Without the pictures, repeat the listing character for character.

● ● ● ● ●

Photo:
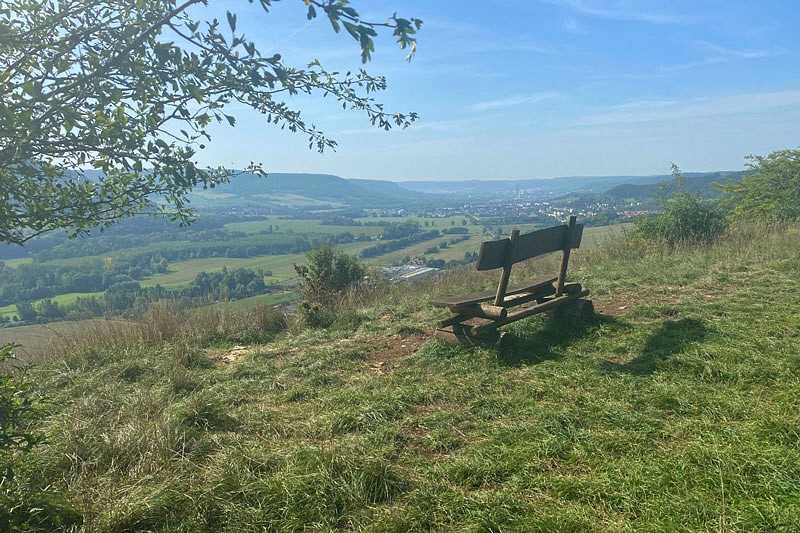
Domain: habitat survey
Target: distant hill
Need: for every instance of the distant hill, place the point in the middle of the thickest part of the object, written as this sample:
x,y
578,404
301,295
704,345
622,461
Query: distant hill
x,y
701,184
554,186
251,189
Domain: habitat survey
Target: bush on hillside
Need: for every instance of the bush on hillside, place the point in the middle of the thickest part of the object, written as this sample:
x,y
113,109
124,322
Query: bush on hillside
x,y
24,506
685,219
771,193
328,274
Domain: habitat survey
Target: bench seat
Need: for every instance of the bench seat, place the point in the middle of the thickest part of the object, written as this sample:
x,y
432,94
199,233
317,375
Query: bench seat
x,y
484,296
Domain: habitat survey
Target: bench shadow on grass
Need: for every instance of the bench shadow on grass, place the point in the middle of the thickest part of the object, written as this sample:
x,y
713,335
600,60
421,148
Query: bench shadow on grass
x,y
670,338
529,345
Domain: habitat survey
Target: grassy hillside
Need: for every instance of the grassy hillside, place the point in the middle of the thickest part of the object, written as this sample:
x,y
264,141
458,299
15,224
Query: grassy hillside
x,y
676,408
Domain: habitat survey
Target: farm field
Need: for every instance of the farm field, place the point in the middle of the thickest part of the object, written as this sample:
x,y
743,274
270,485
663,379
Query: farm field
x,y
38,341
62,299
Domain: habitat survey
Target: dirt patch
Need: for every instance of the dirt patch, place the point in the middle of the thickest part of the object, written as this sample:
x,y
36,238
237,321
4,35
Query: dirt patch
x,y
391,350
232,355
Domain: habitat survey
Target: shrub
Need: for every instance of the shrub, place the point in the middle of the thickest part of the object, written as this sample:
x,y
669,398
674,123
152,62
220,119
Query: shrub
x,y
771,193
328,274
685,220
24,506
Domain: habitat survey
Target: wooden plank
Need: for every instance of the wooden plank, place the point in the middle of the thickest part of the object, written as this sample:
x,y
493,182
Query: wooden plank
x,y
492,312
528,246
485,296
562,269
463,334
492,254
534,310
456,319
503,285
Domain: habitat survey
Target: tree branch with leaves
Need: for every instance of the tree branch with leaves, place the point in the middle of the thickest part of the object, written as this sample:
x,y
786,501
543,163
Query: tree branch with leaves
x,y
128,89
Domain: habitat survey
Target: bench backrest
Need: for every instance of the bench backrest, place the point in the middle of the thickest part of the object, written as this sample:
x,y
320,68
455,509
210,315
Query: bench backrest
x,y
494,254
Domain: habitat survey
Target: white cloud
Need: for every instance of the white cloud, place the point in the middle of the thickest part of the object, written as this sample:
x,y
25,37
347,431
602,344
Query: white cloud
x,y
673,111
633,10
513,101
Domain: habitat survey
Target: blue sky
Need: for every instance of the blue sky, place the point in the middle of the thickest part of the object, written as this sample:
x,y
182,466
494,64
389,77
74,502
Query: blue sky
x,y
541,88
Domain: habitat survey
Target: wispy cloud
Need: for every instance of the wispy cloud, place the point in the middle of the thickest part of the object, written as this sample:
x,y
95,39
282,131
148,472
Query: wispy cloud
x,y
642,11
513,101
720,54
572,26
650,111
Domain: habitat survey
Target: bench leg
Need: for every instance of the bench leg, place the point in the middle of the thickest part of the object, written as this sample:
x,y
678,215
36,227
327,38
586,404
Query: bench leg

● ● ● ● ●

## Reply to the exercise:
Photo:
Domain: habitat survey
Target: distant hill
Need: for every instance of the distant hill, place the point in the middle of the thickest part of the object, written as this sample:
x,y
578,404
301,295
704,345
622,461
Query: distant hill
x,y
701,184
554,186
251,189
Domain: habitat survey
Target: bush on hillside
Need: for every instance of the bush on hillside, place the point in the middle of the thickest part of the object, written as this sample:
x,y
113,109
124,322
Query: bush on hillside
x,y
24,506
685,219
771,193
328,274
Domain: habitat survey
Target: bench seat
Need: for every instance of the bench seat, place the point in the middle of the thickest part of the object, written as this sample:
x,y
432,94
199,233
317,375
Query: bench seat
x,y
484,296
Domain: habitat survey
Target: bench shadow on grass
Need: for every instance of the bench shadow on grass, place the point in the middle of the thickest part of the object, written as this sample:
x,y
713,335
600,60
421,148
Query: bench shadow on grass
x,y
670,338
529,345
Domain: habitat survey
Target: grassy hillside
Need: for every instance of the grassy hillside, place the point in the middle of the thickest part of the object, written as this sample:
x,y
264,141
458,299
15,224
Query: grassy hillside
x,y
676,408
Domain: habitat survey
Target: farm field
Need: for every instance of the farm field, place the point in the middle of the thickest part of the object, written as this sample:
x,y
743,274
270,485
663,379
Query: farm field
x,y
38,341
62,299
Domain: habitat survey
Target: dirt patch
Need: for every instance of the dirt patch, place the point in the middle of the thickest part of the object, written as this sample:
x,y
36,238
237,321
4,35
Query: dirt patch
x,y
391,350
232,355
Domain: habitat survey
Target: shrub
Need: for every instance of the shrub, place the point in the middle of the thickest part of the object, written as this sample:
x,y
669,398
674,123
152,62
220,119
Query: shrub
x,y
771,193
328,274
685,220
24,506
Domain: habitat survey
Target: wooden plank
Need: for every instance of the wooden plank, place the point in the middle of the thickest part of the object, written as this sample:
x,y
493,182
Query: wooden plank
x,y
492,312
528,246
485,296
562,269
463,334
492,254
534,310
456,319
503,285
Domain: habitat survey
Target: tree branch with leaves
Need: for every instance of the tree branch with leaves, place the point in the middle of the thickest part of the object, written as this sample:
x,y
786,501
543,163
Query: tree branch with leaves
x,y
128,89
Domain: habitat survey
Target: bench backrest
Need: for every instance of the bench backrest, place the point in the middle of the thickest part of the object, written as this sample:
x,y
320,68
455,509
210,315
Query: bench backrest
x,y
494,254
Domain: habitat survey
Target: white cloud
Need: for every instance of the white cloud, place the point in the middle of the thickest part of the object, written as this sample:
x,y
25,37
347,431
602,344
Query: white cloud
x,y
673,111
633,10
513,101
Domain: habitat survey
Target: blue sky
Need: for every instance of the blue sky, place the point in the middle of the thickest part of the object, written as this sample:
x,y
182,466
494,64
389,77
74,502
Query: blue sky
x,y
541,88
Domain: habitat survey
Target: wispy cloud
Need: for every instance of the wispy cloud, place the point in the middle of the thickest part of the object, written as this sample:
x,y
95,39
282,131
148,472
Query: wispy cloud
x,y
642,11
513,101
720,54
572,26
650,111
Domain: habitat survey
Target: bench leg
Need: for every instance of the bench leg, place the point in the middle of the thickest part of the object, written as this sample:
x,y
678,215
36,227
327,38
586,404
Query: bench leg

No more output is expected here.